*To do:* Give every entry again, exactly as it stands.

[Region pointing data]
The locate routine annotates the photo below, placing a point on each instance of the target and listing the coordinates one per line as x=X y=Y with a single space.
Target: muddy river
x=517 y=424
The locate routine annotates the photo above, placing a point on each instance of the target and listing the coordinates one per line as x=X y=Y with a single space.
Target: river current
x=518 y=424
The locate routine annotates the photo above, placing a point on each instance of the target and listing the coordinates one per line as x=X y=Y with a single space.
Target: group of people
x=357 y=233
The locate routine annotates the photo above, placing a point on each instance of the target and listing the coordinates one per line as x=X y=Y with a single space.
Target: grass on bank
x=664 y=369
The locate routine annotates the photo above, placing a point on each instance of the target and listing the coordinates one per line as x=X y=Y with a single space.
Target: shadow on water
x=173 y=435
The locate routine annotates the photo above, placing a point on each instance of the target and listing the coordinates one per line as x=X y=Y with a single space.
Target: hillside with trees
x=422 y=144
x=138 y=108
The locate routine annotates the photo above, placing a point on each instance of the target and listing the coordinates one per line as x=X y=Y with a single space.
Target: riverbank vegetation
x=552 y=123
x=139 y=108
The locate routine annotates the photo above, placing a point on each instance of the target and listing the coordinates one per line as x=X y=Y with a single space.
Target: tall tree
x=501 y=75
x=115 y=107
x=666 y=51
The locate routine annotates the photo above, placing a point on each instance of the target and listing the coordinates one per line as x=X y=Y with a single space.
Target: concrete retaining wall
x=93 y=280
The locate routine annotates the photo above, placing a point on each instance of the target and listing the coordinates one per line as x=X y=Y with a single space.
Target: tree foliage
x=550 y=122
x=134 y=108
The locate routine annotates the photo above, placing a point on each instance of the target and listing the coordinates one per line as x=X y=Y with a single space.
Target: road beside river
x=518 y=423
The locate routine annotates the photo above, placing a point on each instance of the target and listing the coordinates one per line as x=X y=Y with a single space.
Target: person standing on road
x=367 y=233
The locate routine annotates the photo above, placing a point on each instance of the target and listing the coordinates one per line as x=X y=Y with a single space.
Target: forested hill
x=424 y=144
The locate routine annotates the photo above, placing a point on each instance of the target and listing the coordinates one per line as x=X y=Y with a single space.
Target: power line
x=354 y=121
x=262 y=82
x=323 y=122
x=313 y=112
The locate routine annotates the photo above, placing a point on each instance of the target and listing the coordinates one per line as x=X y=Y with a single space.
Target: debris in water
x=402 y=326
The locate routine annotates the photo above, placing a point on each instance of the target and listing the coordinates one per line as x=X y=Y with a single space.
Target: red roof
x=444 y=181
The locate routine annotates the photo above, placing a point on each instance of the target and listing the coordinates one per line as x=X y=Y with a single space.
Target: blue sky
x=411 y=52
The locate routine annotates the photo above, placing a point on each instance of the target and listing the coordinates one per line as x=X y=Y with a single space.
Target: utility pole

*Expected output:*
The locate routine annotates the photo below, placing a point on each instance of the target and listing the coordinates one per line as x=X y=Y with a single space.
Target: muddy river
x=517 y=424
The locate routine annotates the photo above, placing a point on each instance of the target and listing the coordinates one per line as x=X y=Y with a single space.
Target: river current
x=518 y=424
The locate routine annotates the photo above, placing a point on each instance of the target and listing the coordinates one per line as x=X y=Y with a single space.
Target: group of people
x=357 y=233
The locate routine annotates the photo above, placing a point on each instance of the target and listing the coordinates one per line as x=X y=Y with a single space.
Target: grass on bank
x=664 y=369
The locate routine annotates the photo above, placing a point on each instance of the target and listing the coordinates one per line as x=X y=Y with a single space.
Target: shadow on water
x=173 y=435
The locate routine annotates the photo above, placing a point on each instance of the target and listing the coordinates one per line as x=X y=Y with a single space.
Target: hillside with trees
x=422 y=144
x=138 y=108
The locate routine annotates the photo above, placing a point on each instance of the target and listing the coordinates one per line as x=X y=Y with a single space.
Target: riverbank vegetation
x=552 y=123
x=139 y=108
The locate routine annotates the photo above, placing a point on each instance of the target and listing the coordinates one per line as x=X y=Y with a single space.
Target: tall tree
x=501 y=75
x=115 y=107
x=666 y=51
The locate routine annotates the photo above, placing a point on each instance of the target and listing the coordinates one per line as x=X y=Y with a single space.
Target: concrete retaining wall
x=93 y=280
The locate routine annotates the photo above, placing a point on each instance of the target and listing the coordinates one per line as x=X y=Y with a single space.
Target: tree foliage
x=550 y=122
x=134 y=108
The locate routine annotates the photo above, placing a point on each instance of the target and listing the coordinates one per line as x=X y=Y with a single space.
Target: road beside river
x=518 y=423
The locate routine annotates the photo above, placing a point on each instance of the target and listing the coordinates one per line as x=X y=Y with a single space.
Target: person standing on road
x=367 y=233
The locate routine annotates the photo above, placing a point on each instance of the target and listing the coordinates one per line as x=X y=Y with a single space.
Target: forested hill
x=424 y=144
The locate routine annotates the photo above, placing a point on each instance of the target and listing the coordinates one per line as x=X y=Y with a single space.
Target: power line
x=354 y=121
x=262 y=82
x=323 y=122
x=313 y=112
The locate routine annotates the photo above, placing a point on each instance of the target and listing the coordinates one per line as x=X y=Y with a single space.
Target: debris in water
x=402 y=326
The locate routine annotates the photo above, placing a point on each instance of the target and listing the coordinates one per line as x=X y=Y with a single space.
Target: red roof
x=444 y=181
The locate routine annotates the photo above, placing a point on each instance of the target and listing the coordinates one per line as x=X y=Y with a single space.
Target: blue sky
x=411 y=52
The locate routine annotates the photo above, placing a point on each instance of the target and listing the coordinates one per line as x=X y=Y with a single space.
Target: utility pole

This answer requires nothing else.